Given problem a
Which items appear under the heading "Cost" in the costume post below?

Excerpt provided
──────────────────────────────

9.  Do more stuff at school.

10.  Pin flounces and sew flounces. I had a friend wear the skirt while I pinned the flounce on.

11.  Make hat and look for gloves.

12.  Learn how to imbed video on Xanga.  Have someone take a photo of me in the costume.

13.  Make kids clean house this time.

****I have been saving this material since we moved into our house.  As you can see it is truly lovely, and obviously exactly what I would choose to decorate my living room.  That is why it has been in my closet since 1998.  If you offer me money I will tell you how I made the hat.  Money or a great recipe.

The iphone takes good photos, but it takes some getting used to.  I had a friend take photos with her camera, which should be clearer than this one, but I wanted you to see.  Several people asked me if I was “curtains.”  Leave it to me to choose what is essentially an inside joke for a halloween costume.  Carol Burnett playing Scarlet O’Hara.******

 

Cost 

  • Curtains- Goodwill wouldn’t have taken them on a bet
  • Sewing materials- on hand
  • Replacement rotary cutter blade- ?

──────────────────────────────

Data rows
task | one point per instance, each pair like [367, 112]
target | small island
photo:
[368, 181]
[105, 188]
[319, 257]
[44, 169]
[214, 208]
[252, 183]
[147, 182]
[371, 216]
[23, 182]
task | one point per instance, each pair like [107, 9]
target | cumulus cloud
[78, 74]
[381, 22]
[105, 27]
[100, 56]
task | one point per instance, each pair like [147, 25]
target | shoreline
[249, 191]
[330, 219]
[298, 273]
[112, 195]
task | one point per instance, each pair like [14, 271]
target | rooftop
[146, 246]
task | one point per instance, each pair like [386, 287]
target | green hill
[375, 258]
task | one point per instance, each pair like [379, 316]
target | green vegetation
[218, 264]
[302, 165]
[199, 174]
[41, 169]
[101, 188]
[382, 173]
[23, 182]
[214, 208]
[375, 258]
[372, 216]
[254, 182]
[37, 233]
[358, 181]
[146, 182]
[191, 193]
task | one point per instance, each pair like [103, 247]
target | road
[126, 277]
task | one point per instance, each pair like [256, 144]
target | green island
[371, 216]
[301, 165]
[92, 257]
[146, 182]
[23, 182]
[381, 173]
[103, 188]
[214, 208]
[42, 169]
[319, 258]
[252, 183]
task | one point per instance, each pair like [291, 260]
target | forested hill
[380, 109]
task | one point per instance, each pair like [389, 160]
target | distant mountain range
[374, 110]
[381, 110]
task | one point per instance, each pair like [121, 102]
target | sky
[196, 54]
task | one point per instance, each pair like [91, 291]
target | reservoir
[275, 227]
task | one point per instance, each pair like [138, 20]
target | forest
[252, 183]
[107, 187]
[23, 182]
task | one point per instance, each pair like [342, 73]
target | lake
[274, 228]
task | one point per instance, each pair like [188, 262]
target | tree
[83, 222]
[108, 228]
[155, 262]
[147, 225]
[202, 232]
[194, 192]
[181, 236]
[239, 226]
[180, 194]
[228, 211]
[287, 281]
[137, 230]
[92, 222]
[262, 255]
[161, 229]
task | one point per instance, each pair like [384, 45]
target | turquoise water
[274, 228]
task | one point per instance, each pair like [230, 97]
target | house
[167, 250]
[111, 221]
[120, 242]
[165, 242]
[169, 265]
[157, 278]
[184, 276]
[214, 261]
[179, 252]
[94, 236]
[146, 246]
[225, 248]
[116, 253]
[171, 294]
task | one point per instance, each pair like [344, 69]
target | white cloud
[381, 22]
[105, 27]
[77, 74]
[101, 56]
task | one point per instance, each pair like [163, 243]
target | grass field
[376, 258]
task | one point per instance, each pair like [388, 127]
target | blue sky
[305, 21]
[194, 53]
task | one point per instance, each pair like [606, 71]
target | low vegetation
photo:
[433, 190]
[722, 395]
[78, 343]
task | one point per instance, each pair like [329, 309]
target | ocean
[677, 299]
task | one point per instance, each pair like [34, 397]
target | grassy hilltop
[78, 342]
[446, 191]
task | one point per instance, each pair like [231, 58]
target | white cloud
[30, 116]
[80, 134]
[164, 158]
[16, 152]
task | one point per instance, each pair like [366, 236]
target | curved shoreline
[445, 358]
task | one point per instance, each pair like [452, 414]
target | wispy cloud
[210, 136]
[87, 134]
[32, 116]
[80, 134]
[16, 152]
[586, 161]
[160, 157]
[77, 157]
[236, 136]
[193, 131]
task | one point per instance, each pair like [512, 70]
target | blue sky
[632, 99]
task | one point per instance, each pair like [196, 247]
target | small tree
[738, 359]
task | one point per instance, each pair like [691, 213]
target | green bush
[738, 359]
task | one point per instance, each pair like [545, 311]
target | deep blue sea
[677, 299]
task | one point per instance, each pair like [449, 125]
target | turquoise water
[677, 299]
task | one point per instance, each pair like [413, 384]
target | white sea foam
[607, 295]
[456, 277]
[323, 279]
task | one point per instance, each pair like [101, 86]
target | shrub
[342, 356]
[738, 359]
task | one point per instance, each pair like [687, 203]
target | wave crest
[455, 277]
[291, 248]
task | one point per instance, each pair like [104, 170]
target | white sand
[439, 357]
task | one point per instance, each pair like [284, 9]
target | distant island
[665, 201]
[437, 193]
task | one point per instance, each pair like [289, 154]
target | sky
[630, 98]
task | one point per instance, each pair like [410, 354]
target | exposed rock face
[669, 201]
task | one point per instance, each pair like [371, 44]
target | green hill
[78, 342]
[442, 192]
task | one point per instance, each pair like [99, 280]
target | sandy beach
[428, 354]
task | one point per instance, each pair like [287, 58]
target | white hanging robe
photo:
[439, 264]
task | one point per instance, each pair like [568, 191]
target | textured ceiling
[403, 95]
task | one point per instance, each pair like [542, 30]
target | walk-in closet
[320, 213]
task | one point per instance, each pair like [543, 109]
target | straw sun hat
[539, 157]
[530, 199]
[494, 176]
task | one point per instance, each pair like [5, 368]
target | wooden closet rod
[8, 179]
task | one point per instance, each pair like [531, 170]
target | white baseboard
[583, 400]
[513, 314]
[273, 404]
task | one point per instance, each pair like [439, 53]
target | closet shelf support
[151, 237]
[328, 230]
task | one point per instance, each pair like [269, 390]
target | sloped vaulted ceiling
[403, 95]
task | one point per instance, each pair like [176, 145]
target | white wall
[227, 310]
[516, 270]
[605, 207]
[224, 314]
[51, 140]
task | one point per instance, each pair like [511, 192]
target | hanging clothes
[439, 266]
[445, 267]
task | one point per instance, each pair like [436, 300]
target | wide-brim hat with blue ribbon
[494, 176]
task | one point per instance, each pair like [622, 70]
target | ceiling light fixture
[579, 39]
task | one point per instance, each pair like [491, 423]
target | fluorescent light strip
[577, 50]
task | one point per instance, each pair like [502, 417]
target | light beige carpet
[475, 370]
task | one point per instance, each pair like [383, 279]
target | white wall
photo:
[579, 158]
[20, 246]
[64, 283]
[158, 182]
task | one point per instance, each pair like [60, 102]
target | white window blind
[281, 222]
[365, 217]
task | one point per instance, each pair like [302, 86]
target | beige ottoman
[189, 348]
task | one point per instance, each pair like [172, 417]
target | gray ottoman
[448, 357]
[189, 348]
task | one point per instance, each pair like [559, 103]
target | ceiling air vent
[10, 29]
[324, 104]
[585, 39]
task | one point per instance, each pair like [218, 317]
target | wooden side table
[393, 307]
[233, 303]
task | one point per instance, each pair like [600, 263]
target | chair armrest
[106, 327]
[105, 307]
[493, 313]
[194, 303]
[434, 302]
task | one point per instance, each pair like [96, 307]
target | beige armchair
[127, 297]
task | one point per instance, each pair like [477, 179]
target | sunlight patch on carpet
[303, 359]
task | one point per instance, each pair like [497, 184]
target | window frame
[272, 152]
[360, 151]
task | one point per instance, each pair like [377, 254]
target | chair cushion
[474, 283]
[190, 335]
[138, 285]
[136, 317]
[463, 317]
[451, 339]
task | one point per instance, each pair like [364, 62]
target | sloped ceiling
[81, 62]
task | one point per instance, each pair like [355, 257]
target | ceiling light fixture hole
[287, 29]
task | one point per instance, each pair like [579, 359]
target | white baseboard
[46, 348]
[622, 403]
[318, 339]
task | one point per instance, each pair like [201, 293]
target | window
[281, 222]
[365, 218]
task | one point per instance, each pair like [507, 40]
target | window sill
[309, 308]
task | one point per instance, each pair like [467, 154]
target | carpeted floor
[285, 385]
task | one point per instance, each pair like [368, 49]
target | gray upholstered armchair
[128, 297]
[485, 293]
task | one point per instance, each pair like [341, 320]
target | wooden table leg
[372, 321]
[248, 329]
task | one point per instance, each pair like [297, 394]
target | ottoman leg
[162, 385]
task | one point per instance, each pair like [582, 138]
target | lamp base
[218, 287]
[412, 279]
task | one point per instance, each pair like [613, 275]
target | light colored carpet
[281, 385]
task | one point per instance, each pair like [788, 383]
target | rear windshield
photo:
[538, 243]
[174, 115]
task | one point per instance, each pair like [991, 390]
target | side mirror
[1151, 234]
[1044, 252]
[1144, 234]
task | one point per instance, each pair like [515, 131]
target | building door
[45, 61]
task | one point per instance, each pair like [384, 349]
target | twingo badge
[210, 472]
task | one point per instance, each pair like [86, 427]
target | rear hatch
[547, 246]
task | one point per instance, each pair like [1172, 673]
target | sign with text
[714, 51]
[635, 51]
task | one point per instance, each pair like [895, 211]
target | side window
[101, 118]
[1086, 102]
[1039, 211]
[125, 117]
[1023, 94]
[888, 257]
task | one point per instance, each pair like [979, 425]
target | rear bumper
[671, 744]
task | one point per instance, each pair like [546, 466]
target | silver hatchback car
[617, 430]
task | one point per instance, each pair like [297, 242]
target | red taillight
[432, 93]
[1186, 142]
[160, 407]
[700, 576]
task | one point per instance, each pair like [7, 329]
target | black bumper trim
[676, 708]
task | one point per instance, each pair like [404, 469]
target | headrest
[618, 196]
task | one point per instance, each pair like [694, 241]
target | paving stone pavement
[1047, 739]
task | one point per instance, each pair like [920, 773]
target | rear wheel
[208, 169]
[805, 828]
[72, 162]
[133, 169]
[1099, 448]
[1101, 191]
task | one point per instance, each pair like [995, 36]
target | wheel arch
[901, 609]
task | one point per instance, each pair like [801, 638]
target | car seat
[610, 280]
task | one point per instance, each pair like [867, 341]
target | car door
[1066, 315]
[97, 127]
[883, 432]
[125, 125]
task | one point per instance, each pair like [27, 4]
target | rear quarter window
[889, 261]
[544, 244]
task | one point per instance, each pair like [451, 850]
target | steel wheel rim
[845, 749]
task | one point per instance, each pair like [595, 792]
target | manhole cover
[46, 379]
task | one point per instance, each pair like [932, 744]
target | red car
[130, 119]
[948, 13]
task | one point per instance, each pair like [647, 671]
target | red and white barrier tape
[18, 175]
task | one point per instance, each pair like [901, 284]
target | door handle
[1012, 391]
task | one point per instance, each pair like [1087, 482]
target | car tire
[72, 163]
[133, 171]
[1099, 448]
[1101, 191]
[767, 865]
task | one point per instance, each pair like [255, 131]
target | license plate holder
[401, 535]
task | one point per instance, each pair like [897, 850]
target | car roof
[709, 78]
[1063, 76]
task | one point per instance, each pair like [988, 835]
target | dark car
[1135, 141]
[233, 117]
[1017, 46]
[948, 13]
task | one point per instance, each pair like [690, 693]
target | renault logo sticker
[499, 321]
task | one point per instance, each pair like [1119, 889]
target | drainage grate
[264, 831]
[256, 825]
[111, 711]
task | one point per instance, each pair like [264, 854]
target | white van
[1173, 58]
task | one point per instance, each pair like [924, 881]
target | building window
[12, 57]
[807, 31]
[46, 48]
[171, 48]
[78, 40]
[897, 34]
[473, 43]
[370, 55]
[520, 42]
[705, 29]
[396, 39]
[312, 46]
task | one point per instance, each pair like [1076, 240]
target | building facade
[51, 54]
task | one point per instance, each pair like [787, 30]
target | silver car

──────────────────────────────

Given problem b
Which lines of the entries above contain the string "bumper"? Copy each one, counting only matches with the same case.

Final answer a
Curtains, sewing materials, and a replacement rotary cutter blade.

Final answer b
target | rear bumper
target | black bumper trim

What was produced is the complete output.